> _Exercise goal_: Write out every line of the material exactly as it appears.

+++

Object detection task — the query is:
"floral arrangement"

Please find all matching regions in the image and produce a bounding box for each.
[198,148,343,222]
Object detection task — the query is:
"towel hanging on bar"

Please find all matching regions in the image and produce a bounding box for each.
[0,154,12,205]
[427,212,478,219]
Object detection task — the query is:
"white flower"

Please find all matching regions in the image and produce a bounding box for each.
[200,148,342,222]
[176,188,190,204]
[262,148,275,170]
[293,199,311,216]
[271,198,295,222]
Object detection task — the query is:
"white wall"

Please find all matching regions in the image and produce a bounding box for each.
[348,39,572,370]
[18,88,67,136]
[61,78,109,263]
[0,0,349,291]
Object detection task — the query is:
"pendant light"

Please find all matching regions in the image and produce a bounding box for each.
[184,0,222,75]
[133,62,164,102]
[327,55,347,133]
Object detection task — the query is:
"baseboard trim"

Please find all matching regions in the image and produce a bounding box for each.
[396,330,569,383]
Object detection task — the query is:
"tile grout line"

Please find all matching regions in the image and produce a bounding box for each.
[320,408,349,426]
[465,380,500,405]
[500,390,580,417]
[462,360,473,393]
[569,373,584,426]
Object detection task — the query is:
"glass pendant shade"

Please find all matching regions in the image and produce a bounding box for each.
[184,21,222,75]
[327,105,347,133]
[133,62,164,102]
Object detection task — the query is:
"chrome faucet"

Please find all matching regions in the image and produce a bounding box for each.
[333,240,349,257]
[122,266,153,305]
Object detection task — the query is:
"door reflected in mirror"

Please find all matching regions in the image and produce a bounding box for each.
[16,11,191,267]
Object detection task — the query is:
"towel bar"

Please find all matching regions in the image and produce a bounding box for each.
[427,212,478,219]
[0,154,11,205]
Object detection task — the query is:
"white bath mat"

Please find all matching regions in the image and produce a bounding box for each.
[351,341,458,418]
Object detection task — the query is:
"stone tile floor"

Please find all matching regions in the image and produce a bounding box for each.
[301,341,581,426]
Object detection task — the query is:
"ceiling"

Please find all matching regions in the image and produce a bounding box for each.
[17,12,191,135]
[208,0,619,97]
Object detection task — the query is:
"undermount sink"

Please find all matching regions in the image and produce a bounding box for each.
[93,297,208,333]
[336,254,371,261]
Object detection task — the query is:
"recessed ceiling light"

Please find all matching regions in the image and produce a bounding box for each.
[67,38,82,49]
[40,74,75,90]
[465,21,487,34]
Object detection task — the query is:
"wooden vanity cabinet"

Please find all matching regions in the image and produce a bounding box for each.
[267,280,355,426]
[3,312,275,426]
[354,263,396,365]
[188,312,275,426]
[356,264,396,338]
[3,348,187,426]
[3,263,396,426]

+++

> _Solution to this task_:
Object detection task — the query is:
"floral arrangement"

Please find all matching regions in the image and produce a bounding box for each.
[198,148,343,222]
Object detection task — the query is:
"towel hanging on bar"

Please find all matching regions in the image and produce a bounding box for each.
[0,154,12,205]
[427,212,478,219]
Object detection task — the query is:
"white flower"

Please find all matching regions in the image and produce a bounding box for each.
[200,148,342,222]
[176,188,190,204]
[262,148,275,170]
[293,199,311,216]
[271,198,295,222]
Object detection task — the query is:
"white wall"

Please find all matching regions in the image and produce a bounding box for each.
[348,39,572,370]
[18,88,67,136]
[61,78,109,263]
[0,0,349,291]
Object detection task — the query is:
"pendant light"

Please find all matching regions in the image and produce a bounding box for each.
[184,0,222,75]
[133,62,164,102]
[327,55,347,133]
Object detection task — the query is:
"baseboard trim"

Please find all matching regions in the image and produce a bounding box for each.
[396,330,569,383]
Object detection task — the query is:
"tile grout line"

Please find all matching regions in the image and produce a bounding box for each.
[320,408,349,426]
[465,380,500,405]
[500,390,580,417]
[462,360,473,393]
[569,373,584,426]
Object detection task — the query is:
"glass pendant shade"

Please find all matching regions in the image and produce a bounding box for each.
[184,21,222,75]
[327,105,347,133]
[133,62,164,102]
Object detection task — the query is:
"chrome faucet"

Please find all matching regions in the image and produce a bounding box for each.
[333,240,349,257]
[122,266,153,305]
Object detection task — the query is:
"door reflected in mirror"

Please find all matching regions in the image and produce a bounding box for each.
[16,11,191,267]
Object detection task — the query is:
"towel bar"

Please find all matching regions in the image and produce a bounding box for each.
[427,212,478,219]
[0,154,11,205]
Object detection task — the query is:
"white bath mat"

Please find all matching regions in the image and produce a bounding box for each.
[351,341,458,418]
Object detection task — the query is:
"stone tile floor"

Please find all matching regions in the image and produce a bounding box for each.
[301,341,581,426]
Object detection task — the query is:
"ceiling"

Please find all matching regions in the image and produce a bounding box for each.
[17,12,191,135]
[208,0,619,97]
Object detection task — the query is:
"undermount sink"

Please find all matching regions in the image and produce a bounding box for each.
[93,297,208,333]
[336,254,371,261]
Object detection task — the query is:
"recessed ceiling light"

Please find all matching regions in the image and produce a bounding box for each.
[67,38,82,49]
[40,74,75,90]
[465,21,487,34]
Object detection task — the query is:
"wooden vanity cabinet"

Please find all matching regions in the image and produce a bounding box for each.
[267,280,355,426]
[3,312,275,426]
[354,263,396,365]
[188,312,275,426]
[356,264,396,338]
[3,348,187,426]
[3,263,396,426]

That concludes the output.